(Bounding box annotation entries)
************
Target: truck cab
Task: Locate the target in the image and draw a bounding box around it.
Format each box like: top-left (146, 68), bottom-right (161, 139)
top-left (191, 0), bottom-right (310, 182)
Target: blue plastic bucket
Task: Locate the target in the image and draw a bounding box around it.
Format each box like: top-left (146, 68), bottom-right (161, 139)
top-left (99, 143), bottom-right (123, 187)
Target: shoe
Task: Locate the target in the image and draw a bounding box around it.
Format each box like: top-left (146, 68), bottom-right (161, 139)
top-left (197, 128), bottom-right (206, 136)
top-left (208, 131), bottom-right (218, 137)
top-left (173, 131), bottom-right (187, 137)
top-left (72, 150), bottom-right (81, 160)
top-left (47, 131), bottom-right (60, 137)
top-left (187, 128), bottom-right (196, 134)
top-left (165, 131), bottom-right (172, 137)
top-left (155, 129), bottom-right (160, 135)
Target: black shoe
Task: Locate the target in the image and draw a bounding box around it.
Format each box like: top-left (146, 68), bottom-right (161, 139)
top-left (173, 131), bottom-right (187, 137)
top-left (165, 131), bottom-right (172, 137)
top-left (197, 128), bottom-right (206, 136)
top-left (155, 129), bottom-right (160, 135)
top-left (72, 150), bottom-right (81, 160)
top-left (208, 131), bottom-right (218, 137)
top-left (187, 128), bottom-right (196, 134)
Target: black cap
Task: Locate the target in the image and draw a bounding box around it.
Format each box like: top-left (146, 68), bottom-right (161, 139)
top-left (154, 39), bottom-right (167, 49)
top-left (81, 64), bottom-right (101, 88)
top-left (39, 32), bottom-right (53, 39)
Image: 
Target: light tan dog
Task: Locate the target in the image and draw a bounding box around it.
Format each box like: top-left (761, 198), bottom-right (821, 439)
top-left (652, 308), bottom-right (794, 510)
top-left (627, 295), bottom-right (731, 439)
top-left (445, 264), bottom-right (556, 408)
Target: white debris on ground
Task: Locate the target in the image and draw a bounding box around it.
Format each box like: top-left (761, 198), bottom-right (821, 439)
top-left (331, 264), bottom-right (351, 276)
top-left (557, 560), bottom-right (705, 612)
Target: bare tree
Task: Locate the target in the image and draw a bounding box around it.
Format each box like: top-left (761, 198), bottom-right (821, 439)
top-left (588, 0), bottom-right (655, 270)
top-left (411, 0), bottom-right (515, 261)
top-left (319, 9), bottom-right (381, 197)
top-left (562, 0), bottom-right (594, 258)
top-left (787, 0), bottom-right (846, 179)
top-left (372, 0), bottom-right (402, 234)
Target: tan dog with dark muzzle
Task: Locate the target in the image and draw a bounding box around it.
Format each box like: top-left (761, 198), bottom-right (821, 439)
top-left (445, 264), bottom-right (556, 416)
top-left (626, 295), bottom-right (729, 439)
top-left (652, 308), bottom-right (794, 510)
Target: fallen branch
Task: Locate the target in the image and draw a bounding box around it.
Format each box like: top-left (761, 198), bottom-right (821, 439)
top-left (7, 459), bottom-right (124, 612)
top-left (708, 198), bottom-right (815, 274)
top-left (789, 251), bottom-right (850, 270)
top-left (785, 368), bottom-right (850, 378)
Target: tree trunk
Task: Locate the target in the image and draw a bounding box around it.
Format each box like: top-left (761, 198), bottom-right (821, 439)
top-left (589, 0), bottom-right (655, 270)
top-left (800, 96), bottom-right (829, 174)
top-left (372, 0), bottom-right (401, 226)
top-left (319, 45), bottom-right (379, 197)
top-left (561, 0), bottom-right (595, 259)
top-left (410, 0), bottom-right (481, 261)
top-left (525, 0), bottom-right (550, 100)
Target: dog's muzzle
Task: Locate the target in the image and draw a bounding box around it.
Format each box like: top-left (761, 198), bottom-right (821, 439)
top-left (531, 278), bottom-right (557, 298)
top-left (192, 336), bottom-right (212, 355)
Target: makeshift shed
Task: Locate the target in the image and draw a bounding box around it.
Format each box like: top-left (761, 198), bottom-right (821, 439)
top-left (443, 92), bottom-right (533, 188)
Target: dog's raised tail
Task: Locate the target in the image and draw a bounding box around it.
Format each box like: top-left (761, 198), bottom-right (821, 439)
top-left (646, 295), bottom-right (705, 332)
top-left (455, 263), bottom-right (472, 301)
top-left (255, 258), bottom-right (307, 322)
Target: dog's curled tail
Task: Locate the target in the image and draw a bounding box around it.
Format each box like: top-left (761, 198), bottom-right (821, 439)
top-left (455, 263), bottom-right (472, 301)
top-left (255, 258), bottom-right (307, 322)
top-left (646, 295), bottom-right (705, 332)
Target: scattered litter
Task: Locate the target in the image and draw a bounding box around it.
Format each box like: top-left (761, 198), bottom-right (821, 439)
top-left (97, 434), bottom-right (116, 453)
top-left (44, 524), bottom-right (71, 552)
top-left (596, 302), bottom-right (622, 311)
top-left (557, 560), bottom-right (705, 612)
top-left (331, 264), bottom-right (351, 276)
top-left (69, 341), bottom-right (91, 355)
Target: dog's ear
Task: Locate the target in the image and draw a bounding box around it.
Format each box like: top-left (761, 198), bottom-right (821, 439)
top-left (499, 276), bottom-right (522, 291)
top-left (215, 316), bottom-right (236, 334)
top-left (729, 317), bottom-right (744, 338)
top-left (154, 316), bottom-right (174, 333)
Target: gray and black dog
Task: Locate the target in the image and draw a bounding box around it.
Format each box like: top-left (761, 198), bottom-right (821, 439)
************
Stated goal. Revise the data above by changing "draw a bounding box" to "mark a rectangular frame" everywhere it occurs. Leave all other text unchanged.

Solution below.
Target: truck cab
Task: Locate the target in the image and mark a rectangular frame around it.
Format each box like: top-left (146, 68), bottom-right (161, 139)
top-left (191, 0), bottom-right (310, 182)
Target: blue plastic bucket
Task: Locate the target in the image and mark a rectangular frame around it.
Format each box like: top-left (146, 68), bottom-right (161, 139)
top-left (99, 143), bottom-right (123, 187)
Target: shoe
Task: Locate the target in the image and mark a rectangular frame around it.
Format each box like: top-left (146, 68), bottom-right (161, 139)
top-left (197, 128), bottom-right (206, 136)
top-left (208, 131), bottom-right (218, 137)
top-left (173, 131), bottom-right (187, 137)
top-left (72, 150), bottom-right (81, 160)
top-left (47, 131), bottom-right (60, 137)
top-left (187, 128), bottom-right (196, 134)
top-left (165, 131), bottom-right (172, 137)
top-left (155, 129), bottom-right (160, 135)
Target: black shoe
Task: Locate the target in the image and mark a rectangular frame around it.
Format each box like: top-left (146, 68), bottom-right (161, 139)
top-left (173, 131), bottom-right (187, 137)
top-left (165, 131), bottom-right (172, 137)
top-left (197, 128), bottom-right (206, 136)
top-left (155, 129), bottom-right (160, 135)
top-left (72, 150), bottom-right (81, 160)
top-left (208, 131), bottom-right (218, 137)
top-left (187, 128), bottom-right (196, 134)
Target: black cap
Task: Locate the target in the image and mark a rectangular frame around it.
Format each box like: top-left (146, 68), bottom-right (161, 139)
top-left (154, 39), bottom-right (167, 49)
top-left (81, 64), bottom-right (101, 88)
top-left (39, 32), bottom-right (53, 39)
Image: 
Target: light tan dog
Task: Locate the target in the image and mark a rectangular frame around it.
Format each box like: top-left (761, 198), bottom-right (821, 439)
top-left (652, 308), bottom-right (794, 510)
top-left (627, 295), bottom-right (731, 439)
top-left (445, 264), bottom-right (556, 408)
Target: white debris on ground
Task: Locate the target in the image and mark a rectangular frame around it.
Format each box like: top-left (761, 198), bottom-right (821, 439)
top-left (331, 264), bottom-right (351, 276)
top-left (557, 560), bottom-right (705, 612)
Target: bare tree
Task: Locate the target in the image and mark a rectangular frame around it.
Format each box like: top-left (761, 198), bottom-right (821, 439)
top-left (588, 0), bottom-right (655, 270)
top-left (411, 0), bottom-right (515, 261)
top-left (319, 9), bottom-right (381, 197)
top-left (562, 0), bottom-right (594, 258)
top-left (787, 0), bottom-right (846, 179)
top-left (372, 0), bottom-right (402, 234)
Target: tan dog with dark muzzle
Task: Locate the target in the image and mark a rectangular frame around it.
Format each box like: top-left (761, 198), bottom-right (821, 439)
top-left (445, 264), bottom-right (556, 416)
top-left (626, 295), bottom-right (729, 439)
top-left (652, 308), bottom-right (794, 510)
Target: fallen branch
Task: Locate the target in the image and mark a rectangular frame around it.
Format each box like: top-left (761, 198), bottom-right (821, 439)
top-left (7, 459), bottom-right (124, 612)
top-left (708, 198), bottom-right (815, 274)
top-left (789, 251), bottom-right (850, 270)
top-left (785, 368), bottom-right (850, 378)
Target: tree trunk
Task: Locate the target in the image and mark a rectangular frame around it.
Format each box like: top-left (761, 198), bottom-right (821, 439)
top-left (589, 0), bottom-right (655, 270)
top-left (800, 96), bottom-right (829, 174)
top-left (372, 0), bottom-right (401, 226)
top-left (319, 45), bottom-right (379, 197)
top-left (561, 0), bottom-right (595, 259)
top-left (410, 0), bottom-right (481, 261)
top-left (525, 0), bottom-right (550, 100)
Target: dog's muzzle
Task: Locate the target in the image and mark a rectangular frame around it.
Format each box like: top-left (761, 198), bottom-right (821, 439)
top-left (531, 278), bottom-right (557, 298)
top-left (192, 336), bottom-right (212, 355)
Target: makeshift shed
Task: Locate the target in the image and mark a rectangular frame around it.
Format each box like: top-left (761, 198), bottom-right (821, 439)
top-left (443, 92), bottom-right (533, 188)
Target: dog's raised tail
Task: Locate the target in the image and mark a rectangular frame around it.
Format each box like: top-left (761, 198), bottom-right (821, 439)
top-left (646, 295), bottom-right (705, 332)
top-left (455, 263), bottom-right (472, 301)
top-left (255, 258), bottom-right (307, 322)
Target: dog's curled tail
Task: Locate the target in the image and mark a rectangular frame around it.
Format each box like: top-left (761, 198), bottom-right (821, 439)
top-left (455, 263), bottom-right (472, 301)
top-left (255, 258), bottom-right (307, 322)
top-left (646, 295), bottom-right (705, 332)
Target: scattered litter
Task: Locate the target in the image and mark a rectangular frame around it.
Format each box like: top-left (761, 198), bottom-right (821, 439)
top-left (97, 434), bottom-right (116, 453)
top-left (44, 524), bottom-right (71, 552)
top-left (596, 302), bottom-right (622, 311)
top-left (557, 560), bottom-right (705, 612)
top-left (331, 264), bottom-right (351, 276)
top-left (69, 341), bottom-right (91, 355)
Target: dog's ear
Task: Locate the target in the image and mark a rectangular frame around it.
Format each box like: top-left (761, 198), bottom-right (821, 439)
top-left (499, 276), bottom-right (522, 291)
top-left (215, 316), bottom-right (236, 334)
top-left (729, 317), bottom-right (744, 338)
top-left (154, 316), bottom-right (174, 333)
Target: gray and black dog
Task: Locate the target in the image and mark a rectangular frame around it.
Format each box like: top-left (761, 198), bottom-right (821, 439)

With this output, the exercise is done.